### Provided information

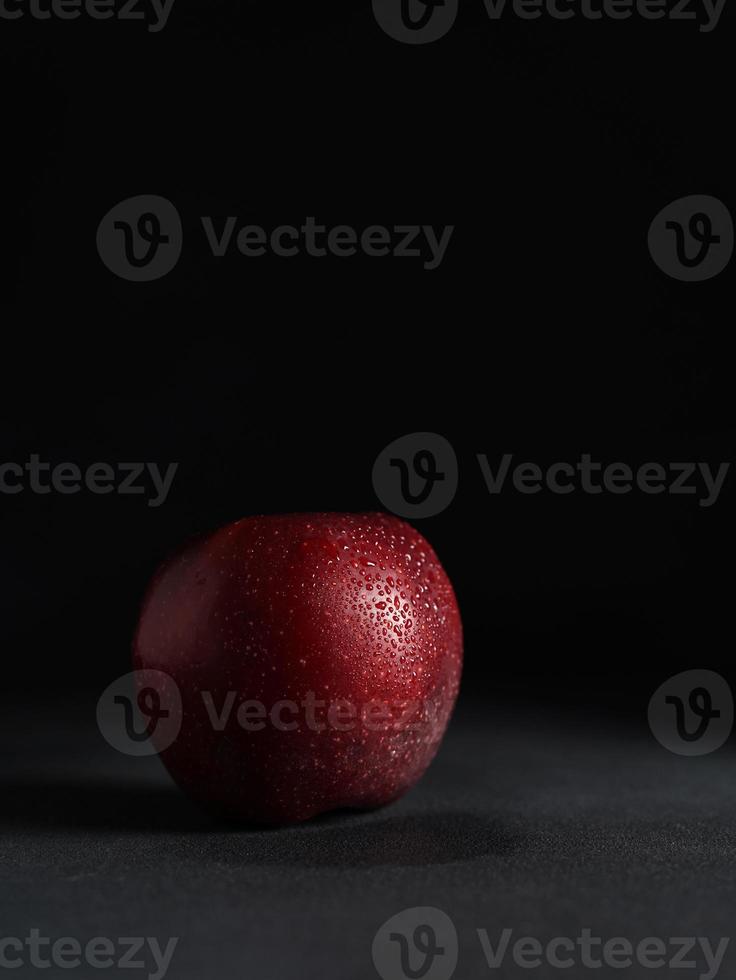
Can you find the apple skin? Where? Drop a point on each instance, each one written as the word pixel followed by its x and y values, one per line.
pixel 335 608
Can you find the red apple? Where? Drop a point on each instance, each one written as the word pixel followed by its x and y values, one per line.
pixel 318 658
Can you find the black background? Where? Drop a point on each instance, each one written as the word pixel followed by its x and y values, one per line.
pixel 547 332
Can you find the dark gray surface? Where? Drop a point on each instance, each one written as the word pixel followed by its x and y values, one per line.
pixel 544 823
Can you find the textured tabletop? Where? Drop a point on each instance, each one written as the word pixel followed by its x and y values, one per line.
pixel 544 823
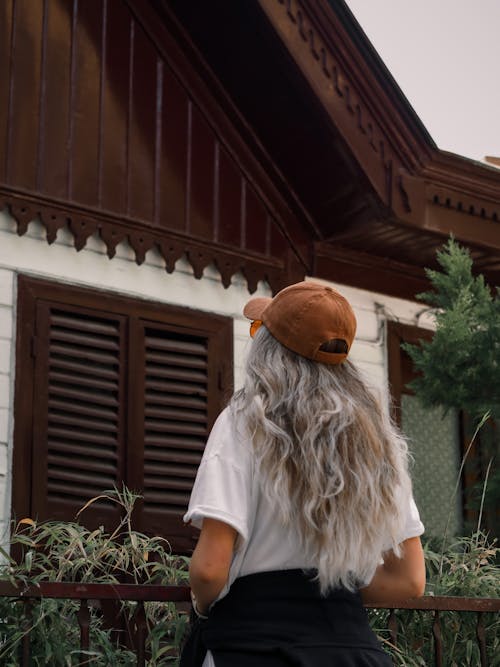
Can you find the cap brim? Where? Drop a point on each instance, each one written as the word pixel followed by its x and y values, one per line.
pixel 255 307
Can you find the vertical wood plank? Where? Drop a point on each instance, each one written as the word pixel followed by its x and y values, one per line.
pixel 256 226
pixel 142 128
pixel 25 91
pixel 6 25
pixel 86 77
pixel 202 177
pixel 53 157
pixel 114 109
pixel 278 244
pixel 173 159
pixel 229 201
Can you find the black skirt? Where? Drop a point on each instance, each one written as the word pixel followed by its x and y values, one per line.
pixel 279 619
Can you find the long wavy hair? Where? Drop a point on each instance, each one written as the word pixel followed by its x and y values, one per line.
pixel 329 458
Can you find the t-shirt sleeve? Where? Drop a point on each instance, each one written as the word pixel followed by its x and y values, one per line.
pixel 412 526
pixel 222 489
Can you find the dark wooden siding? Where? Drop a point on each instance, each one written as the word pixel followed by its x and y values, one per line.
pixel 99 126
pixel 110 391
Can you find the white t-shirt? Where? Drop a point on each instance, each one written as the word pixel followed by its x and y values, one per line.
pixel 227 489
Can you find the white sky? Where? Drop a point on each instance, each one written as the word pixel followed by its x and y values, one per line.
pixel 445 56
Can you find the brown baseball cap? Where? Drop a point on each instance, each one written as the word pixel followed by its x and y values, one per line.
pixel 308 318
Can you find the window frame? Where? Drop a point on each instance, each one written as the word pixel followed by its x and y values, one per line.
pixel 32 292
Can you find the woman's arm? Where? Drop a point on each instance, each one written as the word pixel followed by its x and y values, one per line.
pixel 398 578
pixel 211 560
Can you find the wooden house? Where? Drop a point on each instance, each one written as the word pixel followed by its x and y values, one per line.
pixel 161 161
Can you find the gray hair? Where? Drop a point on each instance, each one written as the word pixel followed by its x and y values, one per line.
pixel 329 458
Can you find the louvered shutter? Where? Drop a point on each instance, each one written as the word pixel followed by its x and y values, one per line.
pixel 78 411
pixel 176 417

######
### Provided information

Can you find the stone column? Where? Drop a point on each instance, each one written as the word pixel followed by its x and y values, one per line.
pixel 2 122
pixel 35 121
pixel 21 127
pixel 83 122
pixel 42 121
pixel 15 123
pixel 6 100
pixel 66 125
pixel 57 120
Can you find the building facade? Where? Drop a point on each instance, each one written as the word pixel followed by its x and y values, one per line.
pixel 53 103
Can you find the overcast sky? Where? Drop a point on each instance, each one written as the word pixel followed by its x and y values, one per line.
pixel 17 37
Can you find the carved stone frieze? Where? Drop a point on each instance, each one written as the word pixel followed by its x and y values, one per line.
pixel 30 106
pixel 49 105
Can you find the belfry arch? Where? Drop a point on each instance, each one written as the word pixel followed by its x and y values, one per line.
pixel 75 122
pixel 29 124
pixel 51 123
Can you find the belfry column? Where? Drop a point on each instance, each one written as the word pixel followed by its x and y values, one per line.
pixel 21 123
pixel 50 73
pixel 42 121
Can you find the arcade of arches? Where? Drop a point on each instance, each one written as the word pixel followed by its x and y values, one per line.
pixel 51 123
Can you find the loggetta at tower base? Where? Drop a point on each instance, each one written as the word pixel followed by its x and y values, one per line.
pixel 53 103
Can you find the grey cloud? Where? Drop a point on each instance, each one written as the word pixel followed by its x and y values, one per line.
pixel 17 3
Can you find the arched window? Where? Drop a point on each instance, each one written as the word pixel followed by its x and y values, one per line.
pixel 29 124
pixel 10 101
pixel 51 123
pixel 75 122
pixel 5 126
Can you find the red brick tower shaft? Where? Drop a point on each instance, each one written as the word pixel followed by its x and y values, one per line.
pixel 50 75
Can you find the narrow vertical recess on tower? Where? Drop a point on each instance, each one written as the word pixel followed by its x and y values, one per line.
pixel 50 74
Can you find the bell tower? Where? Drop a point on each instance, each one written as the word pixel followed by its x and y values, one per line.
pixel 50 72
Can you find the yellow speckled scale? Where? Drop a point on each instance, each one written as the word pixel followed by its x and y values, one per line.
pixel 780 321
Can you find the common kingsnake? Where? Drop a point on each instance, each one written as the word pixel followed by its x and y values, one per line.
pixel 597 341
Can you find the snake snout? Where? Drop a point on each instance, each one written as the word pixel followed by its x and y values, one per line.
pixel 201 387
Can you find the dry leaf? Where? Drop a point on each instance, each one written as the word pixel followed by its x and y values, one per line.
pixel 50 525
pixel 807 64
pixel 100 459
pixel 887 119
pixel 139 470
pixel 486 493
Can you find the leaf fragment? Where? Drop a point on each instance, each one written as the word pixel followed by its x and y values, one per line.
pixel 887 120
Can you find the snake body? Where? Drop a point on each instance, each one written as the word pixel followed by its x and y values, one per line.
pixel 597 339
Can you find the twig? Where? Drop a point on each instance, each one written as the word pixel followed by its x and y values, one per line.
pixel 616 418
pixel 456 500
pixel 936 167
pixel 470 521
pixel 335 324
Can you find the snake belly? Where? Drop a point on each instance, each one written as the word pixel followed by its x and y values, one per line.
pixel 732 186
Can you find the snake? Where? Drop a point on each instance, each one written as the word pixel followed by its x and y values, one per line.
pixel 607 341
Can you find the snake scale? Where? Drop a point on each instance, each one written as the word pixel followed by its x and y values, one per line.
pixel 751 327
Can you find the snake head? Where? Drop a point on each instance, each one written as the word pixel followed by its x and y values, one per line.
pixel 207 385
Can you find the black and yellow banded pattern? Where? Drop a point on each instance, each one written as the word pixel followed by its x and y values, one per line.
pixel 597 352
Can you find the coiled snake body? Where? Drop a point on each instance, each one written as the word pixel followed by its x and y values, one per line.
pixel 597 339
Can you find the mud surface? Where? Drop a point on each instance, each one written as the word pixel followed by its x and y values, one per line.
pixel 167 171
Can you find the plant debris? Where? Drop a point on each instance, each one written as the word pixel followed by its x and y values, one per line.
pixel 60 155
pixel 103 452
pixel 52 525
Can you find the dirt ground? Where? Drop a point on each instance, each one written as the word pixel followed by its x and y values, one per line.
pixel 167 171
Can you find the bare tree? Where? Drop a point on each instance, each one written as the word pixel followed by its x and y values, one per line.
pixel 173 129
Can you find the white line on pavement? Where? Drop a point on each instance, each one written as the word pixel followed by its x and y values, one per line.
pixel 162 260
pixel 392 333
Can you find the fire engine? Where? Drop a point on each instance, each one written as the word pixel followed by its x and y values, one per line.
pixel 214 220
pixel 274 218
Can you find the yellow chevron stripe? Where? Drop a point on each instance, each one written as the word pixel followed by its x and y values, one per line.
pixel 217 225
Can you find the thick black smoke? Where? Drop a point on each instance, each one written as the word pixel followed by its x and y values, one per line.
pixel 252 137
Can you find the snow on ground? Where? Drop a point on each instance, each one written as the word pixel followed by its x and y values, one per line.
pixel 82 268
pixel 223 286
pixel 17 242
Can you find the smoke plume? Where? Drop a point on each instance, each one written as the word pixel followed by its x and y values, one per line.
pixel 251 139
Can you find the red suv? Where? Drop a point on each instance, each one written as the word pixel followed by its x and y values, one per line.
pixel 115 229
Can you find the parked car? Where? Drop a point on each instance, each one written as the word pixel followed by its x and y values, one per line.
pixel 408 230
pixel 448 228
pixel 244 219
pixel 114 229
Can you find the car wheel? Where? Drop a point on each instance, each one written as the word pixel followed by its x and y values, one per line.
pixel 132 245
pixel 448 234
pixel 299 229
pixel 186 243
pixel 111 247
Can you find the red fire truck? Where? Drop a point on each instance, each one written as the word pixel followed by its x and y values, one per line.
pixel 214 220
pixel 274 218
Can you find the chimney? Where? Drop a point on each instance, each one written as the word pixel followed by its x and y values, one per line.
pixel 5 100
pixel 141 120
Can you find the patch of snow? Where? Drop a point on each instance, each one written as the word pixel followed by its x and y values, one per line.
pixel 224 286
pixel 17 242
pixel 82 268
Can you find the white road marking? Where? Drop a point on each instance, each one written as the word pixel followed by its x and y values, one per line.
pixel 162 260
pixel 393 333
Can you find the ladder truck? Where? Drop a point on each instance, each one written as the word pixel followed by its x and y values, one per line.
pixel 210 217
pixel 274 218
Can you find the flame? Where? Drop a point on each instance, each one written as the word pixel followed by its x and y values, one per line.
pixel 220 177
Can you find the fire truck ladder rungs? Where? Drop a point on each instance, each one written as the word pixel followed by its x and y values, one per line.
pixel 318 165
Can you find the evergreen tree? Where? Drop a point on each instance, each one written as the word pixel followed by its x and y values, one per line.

######

> [Set problem]:
Which lines of the records contain the string "leaf"? Gather all of them and copy each one out in full.

> [Exercise output]:
Can you find the dry leaf? Where? Drop a point on each instance, each one written as the word pixel followed by its x and y values, one per line.
Can you find the leaf fragment? Where? Drop a point on each instance, each one written as the word pixel followed by its x and y values, one per line.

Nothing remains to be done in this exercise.